_TASK INSTRUCTIONS_
[A] Name each piece of waterproof gear the fell run account says the runner had.
[B] Write the next part of the account of the High Spy and Maiden Moor fell run, picking up after its final sentence.

_SOURCE DOCUMENT_
Saturday, January 18, 2014

High Spy and Maiden Moor - Jan 2014

coming out of the cloud, Cat Bells and Derwent Water

I pulled myself out of my January funk today with a nice little fell run.  The plan had been to start at Dale Head with two cars but I ended up running on my own so altered my plans to a circular route.  I parked at Rosthwaite then headed along the Cumbria Way path.  I turned left over the bridge and picked out a, not very efficient, route towards the main path linking up Honister Pass with Grange.  I turned left at the wall and climbed steeply to Rigghead Quarries.  After a bit of poking around at the entrance to mine shafts and other peculiarities, I continued the climb, in dense cloud, to successfully pick out the prominent cairn of High Spy.  From here it was a nice run down and over Maiden Moor to Hause Gate, where I took the steep pitched path down to the road.  I carried on along the road to Grange, through the woods past Dalton's Cave and back to Rosthwaite.  Nine miles in total.

3d route map

I had decided the night before that I was going for a run no matter what.  This morning, it was raining heavily and there was a lot of low cloud.  When I got to Rosthwaite, it wasn't much different.  Still, I had a waterproof jacket, waterproof gloves and waterproof socks.  I was all set.


Borrowdale - I'm heading up there on the left

At Rigghead Quarries - climbing hut

lots of other ruins, part of it has been made into a barbecue

looking across Borrowdale

lots of old mine shafts too

some very big ones

From the top of the quarry path, I joined a fence which pointed me towards the summit of High Spy.  The cloud was thick here but there was a fairly clear path and I knew if I kept climbing eventually I would get there.

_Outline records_
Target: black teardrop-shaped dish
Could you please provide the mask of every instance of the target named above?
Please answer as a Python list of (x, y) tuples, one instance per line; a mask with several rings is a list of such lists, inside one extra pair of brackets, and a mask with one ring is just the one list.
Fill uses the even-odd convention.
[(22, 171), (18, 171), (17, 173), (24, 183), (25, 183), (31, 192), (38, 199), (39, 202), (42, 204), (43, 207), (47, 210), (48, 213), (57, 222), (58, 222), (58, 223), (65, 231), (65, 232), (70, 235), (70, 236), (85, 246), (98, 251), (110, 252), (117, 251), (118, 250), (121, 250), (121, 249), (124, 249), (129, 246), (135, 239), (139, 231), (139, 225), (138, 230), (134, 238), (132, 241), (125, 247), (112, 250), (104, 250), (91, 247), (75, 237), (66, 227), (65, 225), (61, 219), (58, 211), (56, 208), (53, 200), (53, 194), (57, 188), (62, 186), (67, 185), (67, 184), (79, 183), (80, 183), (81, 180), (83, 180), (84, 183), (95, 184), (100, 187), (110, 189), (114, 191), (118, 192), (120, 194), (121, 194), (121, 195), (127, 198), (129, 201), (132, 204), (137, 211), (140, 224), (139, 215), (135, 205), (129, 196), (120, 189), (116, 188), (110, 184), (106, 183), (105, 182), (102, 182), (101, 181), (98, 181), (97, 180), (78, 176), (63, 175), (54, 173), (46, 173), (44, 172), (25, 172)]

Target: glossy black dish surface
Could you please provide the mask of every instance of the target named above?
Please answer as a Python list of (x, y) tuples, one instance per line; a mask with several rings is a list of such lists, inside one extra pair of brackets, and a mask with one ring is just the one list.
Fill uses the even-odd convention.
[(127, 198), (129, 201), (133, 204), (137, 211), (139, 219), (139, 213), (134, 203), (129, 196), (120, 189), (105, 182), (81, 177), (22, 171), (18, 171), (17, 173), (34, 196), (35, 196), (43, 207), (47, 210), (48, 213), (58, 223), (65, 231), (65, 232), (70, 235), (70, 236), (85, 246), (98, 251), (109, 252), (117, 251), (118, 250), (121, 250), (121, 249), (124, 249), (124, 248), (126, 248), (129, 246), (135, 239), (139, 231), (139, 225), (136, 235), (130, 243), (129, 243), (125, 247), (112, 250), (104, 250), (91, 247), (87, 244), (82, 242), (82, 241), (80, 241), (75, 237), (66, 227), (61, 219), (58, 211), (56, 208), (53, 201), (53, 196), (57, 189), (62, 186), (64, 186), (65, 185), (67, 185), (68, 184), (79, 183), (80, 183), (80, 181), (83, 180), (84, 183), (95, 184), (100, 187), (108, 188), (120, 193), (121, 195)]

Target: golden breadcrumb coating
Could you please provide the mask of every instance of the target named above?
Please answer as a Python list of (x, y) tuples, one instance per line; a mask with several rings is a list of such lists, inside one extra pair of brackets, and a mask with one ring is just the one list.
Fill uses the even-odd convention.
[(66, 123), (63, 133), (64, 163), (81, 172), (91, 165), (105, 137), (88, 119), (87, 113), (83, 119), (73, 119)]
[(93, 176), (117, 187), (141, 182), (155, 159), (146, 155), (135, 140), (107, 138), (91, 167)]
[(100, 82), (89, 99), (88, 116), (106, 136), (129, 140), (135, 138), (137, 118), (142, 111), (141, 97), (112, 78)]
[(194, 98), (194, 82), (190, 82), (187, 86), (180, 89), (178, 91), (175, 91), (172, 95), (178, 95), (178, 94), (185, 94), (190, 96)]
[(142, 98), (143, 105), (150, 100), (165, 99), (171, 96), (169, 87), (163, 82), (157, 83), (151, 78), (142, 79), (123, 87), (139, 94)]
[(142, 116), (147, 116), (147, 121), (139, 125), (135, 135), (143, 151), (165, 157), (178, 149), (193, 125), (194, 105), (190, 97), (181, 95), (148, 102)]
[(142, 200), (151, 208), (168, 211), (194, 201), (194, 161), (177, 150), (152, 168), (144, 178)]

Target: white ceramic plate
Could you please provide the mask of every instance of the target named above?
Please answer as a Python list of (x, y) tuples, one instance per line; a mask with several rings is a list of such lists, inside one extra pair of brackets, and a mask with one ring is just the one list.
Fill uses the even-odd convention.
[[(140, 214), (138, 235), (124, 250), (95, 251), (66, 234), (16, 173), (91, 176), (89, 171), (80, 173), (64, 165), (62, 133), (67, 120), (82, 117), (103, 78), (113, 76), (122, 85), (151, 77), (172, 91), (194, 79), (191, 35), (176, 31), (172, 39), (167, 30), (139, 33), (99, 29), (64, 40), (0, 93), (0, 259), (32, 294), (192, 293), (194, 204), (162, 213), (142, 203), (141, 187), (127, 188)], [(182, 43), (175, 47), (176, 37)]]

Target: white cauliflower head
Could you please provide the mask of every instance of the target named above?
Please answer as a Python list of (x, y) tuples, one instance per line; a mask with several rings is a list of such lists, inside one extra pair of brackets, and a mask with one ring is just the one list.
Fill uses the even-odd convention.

_RESULTS FOR EACH TASK_
[A] A waterproof jacket, waterproof gloves and waterproof socks.

[B]
High Spy summit cairn

There was no view today.  From High Spy there is a clear path down over Maiden Moor to Cat Bells.  I stopped for a drink and some food.  I'm trying out baby food pouches.  They are much less sweet that gels.  I picked a sweetish one today to sort of ease myself into it.  The pouches have a nice resealable lid, meaning that you don't have to neck it all at once like most gels.  It seemed to work well today (they are cheaper than gels too).

I put the map away and ran through the cloud on the wide path.  Once I started dropping down a bit, the cloud cleared.

Rather than carrying on to Cat Bells, I dropped down at Hause Gate and ran along the road to Grange.

From Grange, I picked up the path along the West Side of the river, through the woods where Dalton's Cave is situated.

On the other side of the woods, I stopped to look at the climb I started the run with, up through Rigghead Quarries.  Even though I've been over these fells many times, it has always been via some sort of Newlands Horseshoe variation.  It was really nice to find a new way up.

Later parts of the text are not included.